DATA FOR THIS TASK Block Start

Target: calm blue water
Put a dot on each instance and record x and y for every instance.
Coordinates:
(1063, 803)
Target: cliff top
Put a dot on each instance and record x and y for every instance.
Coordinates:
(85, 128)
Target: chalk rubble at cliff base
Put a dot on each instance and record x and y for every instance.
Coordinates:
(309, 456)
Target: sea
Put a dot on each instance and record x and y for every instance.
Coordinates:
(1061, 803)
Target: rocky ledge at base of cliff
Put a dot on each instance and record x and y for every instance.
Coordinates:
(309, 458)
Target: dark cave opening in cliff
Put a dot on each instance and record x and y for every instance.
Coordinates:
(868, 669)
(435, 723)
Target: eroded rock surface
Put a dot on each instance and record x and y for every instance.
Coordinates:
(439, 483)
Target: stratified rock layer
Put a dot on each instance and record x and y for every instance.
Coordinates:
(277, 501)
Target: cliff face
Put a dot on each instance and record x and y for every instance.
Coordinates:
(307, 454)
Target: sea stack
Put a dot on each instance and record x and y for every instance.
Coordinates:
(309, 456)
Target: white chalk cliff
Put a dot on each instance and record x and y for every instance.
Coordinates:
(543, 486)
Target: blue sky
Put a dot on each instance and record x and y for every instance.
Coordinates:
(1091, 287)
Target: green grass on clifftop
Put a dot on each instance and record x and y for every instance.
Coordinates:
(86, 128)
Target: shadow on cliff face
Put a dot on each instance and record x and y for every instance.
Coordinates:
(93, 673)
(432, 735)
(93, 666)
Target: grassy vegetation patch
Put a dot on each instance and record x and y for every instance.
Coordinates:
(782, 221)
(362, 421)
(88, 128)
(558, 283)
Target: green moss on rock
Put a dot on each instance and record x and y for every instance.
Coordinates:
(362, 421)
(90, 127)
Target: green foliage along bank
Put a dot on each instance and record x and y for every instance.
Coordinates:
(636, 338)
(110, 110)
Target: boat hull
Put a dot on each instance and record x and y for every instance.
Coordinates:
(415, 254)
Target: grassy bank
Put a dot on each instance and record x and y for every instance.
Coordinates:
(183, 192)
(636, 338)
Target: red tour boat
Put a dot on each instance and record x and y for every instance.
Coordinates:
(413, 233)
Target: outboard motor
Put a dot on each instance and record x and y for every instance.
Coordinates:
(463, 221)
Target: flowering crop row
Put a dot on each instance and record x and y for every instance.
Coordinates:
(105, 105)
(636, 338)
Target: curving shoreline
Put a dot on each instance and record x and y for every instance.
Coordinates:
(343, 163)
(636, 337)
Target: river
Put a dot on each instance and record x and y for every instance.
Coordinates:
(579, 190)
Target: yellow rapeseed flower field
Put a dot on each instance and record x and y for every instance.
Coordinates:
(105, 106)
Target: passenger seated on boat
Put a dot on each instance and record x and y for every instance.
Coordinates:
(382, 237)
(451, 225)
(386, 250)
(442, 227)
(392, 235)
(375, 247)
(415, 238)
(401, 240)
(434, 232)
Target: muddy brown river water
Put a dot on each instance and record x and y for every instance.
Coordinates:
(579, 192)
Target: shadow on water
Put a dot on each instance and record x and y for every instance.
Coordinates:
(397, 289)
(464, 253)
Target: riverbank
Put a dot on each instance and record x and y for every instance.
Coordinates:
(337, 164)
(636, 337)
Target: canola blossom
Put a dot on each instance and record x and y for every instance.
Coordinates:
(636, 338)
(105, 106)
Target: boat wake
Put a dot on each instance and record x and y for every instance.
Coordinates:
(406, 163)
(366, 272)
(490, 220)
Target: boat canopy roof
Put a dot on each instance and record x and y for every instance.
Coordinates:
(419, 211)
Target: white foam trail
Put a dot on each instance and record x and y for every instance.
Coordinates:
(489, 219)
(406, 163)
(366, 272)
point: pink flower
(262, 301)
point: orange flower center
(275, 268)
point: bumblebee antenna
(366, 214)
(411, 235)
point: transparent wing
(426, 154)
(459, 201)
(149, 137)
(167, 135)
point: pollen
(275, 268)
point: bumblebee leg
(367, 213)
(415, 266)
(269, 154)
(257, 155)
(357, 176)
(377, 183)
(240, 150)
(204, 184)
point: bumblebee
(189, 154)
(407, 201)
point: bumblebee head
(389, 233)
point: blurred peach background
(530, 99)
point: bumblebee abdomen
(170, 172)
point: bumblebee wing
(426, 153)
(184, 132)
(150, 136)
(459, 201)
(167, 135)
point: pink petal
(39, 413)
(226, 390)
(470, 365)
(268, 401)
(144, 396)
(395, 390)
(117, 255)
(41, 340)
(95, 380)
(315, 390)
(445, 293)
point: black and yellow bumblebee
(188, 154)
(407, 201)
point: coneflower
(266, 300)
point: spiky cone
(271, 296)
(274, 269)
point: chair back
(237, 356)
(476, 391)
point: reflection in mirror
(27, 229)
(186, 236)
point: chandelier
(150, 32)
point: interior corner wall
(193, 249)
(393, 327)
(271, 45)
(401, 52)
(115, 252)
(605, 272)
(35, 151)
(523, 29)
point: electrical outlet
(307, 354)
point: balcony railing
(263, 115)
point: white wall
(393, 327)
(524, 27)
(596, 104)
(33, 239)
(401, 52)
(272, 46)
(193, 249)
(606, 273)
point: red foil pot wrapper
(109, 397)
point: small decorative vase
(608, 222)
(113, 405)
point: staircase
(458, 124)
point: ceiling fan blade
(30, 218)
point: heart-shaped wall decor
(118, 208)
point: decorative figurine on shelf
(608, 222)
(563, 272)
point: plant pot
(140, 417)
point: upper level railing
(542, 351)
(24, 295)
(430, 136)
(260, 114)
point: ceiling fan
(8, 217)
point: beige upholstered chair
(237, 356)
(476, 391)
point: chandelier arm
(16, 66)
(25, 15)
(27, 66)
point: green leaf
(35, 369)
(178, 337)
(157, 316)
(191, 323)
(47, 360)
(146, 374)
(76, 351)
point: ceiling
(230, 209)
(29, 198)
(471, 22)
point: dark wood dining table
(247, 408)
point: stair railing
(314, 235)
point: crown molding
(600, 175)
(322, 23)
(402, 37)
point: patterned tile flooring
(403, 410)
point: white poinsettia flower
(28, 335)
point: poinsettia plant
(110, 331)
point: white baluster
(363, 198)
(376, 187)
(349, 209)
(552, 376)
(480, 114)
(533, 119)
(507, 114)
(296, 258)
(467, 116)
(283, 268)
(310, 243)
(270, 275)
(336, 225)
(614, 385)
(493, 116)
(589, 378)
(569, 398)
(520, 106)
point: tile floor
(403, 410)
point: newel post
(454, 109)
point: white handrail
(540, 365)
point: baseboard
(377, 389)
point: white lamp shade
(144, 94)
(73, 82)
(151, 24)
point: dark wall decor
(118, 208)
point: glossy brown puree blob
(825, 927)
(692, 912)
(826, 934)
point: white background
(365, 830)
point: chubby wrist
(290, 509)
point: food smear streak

DATA FOR THIS TASK Block End

Please return every line of the records above that contains the word "shadow".

Target: shadow on cliff face
Target: shadow on water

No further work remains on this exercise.